*** Supplied records ***

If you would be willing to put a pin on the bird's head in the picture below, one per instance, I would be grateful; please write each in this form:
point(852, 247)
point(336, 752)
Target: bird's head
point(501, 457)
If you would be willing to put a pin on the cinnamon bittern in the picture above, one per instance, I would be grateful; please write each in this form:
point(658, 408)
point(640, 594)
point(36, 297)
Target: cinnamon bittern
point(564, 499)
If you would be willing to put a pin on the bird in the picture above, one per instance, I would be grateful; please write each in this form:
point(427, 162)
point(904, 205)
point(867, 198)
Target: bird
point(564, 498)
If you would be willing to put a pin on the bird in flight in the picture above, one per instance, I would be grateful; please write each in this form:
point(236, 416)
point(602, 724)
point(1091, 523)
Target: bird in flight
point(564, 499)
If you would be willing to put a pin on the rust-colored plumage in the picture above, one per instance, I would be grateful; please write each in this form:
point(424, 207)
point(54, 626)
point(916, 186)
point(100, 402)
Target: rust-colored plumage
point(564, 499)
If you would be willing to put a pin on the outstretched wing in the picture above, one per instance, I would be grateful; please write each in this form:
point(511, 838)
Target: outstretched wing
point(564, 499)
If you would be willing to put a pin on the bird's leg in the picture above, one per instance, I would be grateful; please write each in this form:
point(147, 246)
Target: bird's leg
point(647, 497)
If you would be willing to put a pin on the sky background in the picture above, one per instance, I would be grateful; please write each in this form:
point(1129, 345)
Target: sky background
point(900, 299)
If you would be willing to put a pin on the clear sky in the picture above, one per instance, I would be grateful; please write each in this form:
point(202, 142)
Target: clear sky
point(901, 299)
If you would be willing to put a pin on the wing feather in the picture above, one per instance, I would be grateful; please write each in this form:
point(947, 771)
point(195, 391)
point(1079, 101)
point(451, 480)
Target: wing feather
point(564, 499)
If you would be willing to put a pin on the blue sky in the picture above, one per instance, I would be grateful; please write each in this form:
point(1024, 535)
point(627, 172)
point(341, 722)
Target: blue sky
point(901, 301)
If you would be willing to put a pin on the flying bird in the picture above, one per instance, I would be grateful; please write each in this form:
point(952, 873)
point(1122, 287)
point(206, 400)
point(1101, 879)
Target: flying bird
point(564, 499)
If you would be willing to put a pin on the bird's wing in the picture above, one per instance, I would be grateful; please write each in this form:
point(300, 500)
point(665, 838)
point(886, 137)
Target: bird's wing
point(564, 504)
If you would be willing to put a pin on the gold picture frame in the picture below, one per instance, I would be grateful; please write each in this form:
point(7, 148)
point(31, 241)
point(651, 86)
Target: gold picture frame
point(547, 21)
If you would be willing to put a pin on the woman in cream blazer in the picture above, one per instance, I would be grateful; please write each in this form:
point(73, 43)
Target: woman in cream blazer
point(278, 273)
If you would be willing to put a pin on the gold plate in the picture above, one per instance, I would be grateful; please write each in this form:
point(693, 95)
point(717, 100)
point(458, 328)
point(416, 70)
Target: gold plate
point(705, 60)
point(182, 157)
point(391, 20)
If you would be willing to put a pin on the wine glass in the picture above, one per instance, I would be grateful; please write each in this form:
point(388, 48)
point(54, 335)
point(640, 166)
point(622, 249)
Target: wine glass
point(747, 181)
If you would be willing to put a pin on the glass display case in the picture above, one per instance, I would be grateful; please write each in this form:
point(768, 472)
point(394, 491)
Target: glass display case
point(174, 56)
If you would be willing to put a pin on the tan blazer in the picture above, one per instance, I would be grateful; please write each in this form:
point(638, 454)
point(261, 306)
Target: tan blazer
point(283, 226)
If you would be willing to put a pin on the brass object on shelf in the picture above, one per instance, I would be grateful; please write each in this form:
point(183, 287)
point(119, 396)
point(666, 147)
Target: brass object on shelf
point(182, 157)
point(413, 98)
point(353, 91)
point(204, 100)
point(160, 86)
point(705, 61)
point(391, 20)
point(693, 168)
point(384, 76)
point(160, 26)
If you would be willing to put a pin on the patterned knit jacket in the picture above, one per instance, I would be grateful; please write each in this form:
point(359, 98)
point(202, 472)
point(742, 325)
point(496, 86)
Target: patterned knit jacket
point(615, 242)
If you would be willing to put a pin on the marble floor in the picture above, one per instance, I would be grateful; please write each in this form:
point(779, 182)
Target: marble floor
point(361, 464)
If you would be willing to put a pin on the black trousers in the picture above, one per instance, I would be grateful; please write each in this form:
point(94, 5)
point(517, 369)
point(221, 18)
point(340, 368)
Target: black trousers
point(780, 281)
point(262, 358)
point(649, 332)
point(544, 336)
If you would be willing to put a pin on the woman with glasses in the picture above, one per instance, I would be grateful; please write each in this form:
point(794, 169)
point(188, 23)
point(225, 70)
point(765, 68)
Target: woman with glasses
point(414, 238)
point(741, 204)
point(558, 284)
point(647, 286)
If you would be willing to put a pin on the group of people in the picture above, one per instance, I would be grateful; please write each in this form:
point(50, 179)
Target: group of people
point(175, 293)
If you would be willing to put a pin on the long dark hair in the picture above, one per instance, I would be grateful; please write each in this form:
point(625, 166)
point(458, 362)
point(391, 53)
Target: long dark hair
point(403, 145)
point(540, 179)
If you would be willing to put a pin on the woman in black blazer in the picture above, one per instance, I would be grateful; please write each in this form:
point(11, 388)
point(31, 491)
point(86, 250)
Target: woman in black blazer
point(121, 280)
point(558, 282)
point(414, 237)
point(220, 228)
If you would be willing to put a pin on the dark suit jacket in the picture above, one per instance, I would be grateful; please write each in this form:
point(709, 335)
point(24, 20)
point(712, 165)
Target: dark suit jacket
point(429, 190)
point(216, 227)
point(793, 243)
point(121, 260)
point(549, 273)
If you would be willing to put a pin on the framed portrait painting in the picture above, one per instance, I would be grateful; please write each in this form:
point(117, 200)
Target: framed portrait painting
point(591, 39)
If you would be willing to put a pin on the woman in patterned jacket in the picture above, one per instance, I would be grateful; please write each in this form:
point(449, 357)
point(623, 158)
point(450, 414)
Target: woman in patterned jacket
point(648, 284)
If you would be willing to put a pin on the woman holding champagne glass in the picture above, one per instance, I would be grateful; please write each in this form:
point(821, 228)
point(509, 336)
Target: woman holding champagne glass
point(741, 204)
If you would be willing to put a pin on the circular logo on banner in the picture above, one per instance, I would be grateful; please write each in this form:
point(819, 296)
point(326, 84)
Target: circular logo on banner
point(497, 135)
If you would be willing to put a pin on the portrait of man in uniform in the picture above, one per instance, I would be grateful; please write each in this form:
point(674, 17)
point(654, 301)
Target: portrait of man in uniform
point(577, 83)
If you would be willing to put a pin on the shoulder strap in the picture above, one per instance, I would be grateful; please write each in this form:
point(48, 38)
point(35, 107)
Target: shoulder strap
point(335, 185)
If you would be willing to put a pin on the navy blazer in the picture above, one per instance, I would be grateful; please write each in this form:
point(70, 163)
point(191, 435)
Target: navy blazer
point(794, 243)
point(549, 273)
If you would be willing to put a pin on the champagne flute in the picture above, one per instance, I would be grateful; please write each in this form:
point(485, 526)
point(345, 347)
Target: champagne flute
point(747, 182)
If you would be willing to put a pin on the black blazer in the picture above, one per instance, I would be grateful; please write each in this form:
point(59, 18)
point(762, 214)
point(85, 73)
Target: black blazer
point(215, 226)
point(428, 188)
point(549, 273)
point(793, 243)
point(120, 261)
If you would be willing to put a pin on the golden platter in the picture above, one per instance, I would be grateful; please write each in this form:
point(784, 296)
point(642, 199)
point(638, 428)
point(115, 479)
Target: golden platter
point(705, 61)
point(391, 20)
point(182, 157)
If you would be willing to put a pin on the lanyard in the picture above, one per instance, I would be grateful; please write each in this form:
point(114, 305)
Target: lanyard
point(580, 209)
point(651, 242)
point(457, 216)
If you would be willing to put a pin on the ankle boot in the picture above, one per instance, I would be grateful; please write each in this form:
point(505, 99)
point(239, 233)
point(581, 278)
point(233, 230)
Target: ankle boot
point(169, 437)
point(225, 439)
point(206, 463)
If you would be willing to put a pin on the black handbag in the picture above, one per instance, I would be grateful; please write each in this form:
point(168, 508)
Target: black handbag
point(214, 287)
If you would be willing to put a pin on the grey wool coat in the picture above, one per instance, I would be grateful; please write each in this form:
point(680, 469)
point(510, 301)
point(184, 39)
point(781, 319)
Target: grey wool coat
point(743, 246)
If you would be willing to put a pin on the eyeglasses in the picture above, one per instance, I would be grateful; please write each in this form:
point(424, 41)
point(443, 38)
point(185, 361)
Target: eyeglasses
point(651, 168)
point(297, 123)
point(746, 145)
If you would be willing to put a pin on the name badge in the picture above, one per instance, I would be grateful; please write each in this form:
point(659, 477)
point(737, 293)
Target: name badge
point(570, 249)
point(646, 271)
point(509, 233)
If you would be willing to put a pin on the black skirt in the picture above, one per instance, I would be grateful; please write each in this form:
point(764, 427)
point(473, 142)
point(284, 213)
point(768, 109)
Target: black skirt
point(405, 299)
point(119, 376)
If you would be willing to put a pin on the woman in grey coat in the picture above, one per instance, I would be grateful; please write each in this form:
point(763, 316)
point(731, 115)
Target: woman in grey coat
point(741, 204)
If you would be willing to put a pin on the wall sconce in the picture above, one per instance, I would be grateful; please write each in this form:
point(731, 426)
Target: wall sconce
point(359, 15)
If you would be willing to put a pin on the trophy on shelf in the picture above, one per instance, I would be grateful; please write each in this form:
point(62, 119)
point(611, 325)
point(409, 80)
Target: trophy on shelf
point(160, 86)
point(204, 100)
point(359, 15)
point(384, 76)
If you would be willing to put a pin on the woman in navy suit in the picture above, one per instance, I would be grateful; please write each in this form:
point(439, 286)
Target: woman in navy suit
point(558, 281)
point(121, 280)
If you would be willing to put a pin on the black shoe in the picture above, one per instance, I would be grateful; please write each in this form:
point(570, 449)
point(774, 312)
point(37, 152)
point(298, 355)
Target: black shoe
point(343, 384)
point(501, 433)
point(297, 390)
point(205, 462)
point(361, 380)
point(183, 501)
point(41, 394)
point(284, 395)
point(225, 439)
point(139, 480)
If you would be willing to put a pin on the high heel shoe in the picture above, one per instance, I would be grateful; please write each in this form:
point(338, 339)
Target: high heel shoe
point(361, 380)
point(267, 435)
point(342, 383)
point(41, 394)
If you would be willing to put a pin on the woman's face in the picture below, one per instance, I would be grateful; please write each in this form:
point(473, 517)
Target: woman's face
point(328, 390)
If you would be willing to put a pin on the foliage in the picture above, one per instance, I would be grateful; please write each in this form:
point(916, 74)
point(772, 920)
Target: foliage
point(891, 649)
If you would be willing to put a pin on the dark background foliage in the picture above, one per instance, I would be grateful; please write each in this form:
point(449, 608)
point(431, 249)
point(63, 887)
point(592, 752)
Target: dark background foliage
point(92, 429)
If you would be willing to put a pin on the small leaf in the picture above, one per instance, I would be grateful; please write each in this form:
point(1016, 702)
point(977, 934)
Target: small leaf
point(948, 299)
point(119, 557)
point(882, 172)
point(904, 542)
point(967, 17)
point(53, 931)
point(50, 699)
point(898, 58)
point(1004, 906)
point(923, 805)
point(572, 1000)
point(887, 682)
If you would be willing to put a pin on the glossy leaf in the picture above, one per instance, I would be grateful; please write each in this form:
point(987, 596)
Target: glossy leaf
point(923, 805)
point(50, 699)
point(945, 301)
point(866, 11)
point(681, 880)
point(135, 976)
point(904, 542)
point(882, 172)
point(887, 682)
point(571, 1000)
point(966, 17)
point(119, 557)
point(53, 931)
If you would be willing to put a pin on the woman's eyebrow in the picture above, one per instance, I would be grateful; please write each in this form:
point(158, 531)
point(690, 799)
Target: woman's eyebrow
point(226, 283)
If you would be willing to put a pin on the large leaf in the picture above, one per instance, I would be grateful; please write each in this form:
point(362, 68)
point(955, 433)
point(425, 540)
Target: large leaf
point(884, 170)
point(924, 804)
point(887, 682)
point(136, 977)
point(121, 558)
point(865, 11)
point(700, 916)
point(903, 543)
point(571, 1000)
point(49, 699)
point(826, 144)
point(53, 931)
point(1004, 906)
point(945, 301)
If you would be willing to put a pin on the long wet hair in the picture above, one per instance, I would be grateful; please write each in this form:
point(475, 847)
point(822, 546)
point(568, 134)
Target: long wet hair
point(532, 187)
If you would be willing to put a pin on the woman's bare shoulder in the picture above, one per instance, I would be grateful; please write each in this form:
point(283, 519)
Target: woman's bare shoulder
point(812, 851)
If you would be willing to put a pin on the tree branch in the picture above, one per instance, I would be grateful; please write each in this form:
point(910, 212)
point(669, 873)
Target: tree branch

*** End of Supplied records ***

■ **Work instructions**: Every line above from the line with "point(345, 347)" to the line with "point(85, 73)", inclusive, must be returned exactly; no other line belongs in the reply.

■ **Exercise response**:
point(345, 347)
Target: champagne flute
point(747, 182)
If you would be willing to put a pin on the black blazer in the picture above, one per instance, I would be grateful; please write each in this form:
point(59, 18)
point(762, 214)
point(85, 73)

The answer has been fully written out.